Reproduce every row below word for word, keeping each character and line break unchanged.

▶ **Dataset records**
++++++++++
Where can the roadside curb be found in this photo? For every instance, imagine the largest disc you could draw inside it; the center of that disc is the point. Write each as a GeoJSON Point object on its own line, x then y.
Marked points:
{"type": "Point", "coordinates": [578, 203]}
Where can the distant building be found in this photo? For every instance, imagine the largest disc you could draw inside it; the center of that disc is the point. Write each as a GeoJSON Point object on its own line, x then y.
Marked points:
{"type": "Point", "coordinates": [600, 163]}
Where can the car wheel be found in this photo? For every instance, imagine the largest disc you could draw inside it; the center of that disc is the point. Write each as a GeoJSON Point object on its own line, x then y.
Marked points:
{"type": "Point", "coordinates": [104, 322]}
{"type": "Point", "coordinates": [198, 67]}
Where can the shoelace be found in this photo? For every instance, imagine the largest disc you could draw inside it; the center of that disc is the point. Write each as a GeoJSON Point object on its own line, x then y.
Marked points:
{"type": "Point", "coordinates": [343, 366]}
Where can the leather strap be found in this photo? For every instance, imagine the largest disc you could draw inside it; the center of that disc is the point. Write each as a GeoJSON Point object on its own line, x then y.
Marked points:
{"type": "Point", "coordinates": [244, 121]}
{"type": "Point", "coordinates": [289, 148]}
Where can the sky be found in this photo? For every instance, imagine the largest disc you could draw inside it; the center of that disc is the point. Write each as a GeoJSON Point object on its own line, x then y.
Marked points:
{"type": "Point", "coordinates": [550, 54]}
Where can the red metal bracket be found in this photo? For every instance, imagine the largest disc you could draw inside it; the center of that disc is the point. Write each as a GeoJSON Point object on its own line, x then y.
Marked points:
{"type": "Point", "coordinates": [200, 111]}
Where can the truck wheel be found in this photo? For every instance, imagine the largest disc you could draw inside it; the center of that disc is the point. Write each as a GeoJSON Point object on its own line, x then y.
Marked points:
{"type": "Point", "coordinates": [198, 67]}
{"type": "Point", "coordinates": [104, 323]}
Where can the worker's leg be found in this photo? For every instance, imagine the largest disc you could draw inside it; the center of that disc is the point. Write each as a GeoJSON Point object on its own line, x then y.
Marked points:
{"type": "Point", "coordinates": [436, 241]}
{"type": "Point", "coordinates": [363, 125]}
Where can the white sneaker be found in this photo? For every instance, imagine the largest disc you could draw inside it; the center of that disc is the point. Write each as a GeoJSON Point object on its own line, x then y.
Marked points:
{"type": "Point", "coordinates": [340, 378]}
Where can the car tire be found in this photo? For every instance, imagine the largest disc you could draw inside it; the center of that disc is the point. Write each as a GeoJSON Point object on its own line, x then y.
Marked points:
++++++++++
▶ **Full output**
Where can the roadside curb be found in this photo? For every instance, imagine the largest disc you could draw inside it; the center of that disc is the point. Write each as a GeoJSON Point object on its own line, x then y.
Marked points:
{"type": "Point", "coordinates": [578, 203]}
Where can the distant building be found in this photo? For every instance, imagine the largest disc you could draw inside it; the center of that disc is the point. Write each as a GeoJSON Point object on its own line, x then y.
Marked points:
{"type": "Point", "coordinates": [600, 163]}
Where can the car wheel be found in this photo? For every instance, imagine the largest disc you could draw inside it; the center of that disc is the point. Write each as a GeoJSON Point object on its own line, x then y.
Marked points:
{"type": "Point", "coordinates": [104, 322]}
{"type": "Point", "coordinates": [198, 67]}
Where can the shoelace be found in this photo? For every instance, imagine the largest disc you could draw inside it; the center of that disc is the point. Write each as a GeoJSON Point object on its own line, x then y.
Marked points:
{"type": "Point", "coordinates": [343, 366]}
Where can the leather strap be found in this photo? For every instance, imagine the largest disc you could draw inside it; the center of that disc is the point. Write each as a GeoJSON Point object on its own line, x then y.
Marked points:
{"type": "Point", "coordinates": [244, 121]}
{"type": "Point", "coordinates": [289, 148]}
Where can the sky be found in this photo? For every instance, imagine the largest disc you could draw inside it; the center of that disc is the point. Write each as a GeoJSON Point object on its own line, x then y.
Marked points:
{"type": "Point", "coordinates": [550, 54]}
Where can the red metal bracket be found in this photo? For every instance, imagine the largest disc you could draw inside it; the center of that disc is the point. Write each as a GeoJSON Point object on its own line, x then y.
Marked points:
{"type": "Point", "coordinates": [200, 111]}
Where can the truck wheel be found in this photo? For every instance, imagine the largest disc you could draw inside it; the center of that disc is the point. Write each as a GeoJSON Point object on its own line, x then y.
Marked points:
{"type": "Point", "coordinates": [198, 67]}
{"type": "Point", "coordinates": [104, 323]}
Where can the worker's leg be found in this photo? For every instance, imagine the largest disc you could draw inside it; the center of that disc is the point. Write each as a GeoJSON Point object on its own line, x then y.
Marked points:
{"type": "Point", "coordinates": [436, 241]}
{"type": "Point", "coordinates": [363, 125]}
Where can the white sneaker be found in this photo? For every instance, imagine the largest disc you could draw inside it; the center of that disc is the point. Write each as a GeoJSON Point object on its own line, x then y.
Marked points:
{"type": "Point", "coordinates": [340, 378]}
Where can the car tire be found in this photo? For every instance, imagine the largest disc you could draw inside it; the center of that disc is the point. Write each as a GeoJSON Point object on its own line, x then y.
Marked points:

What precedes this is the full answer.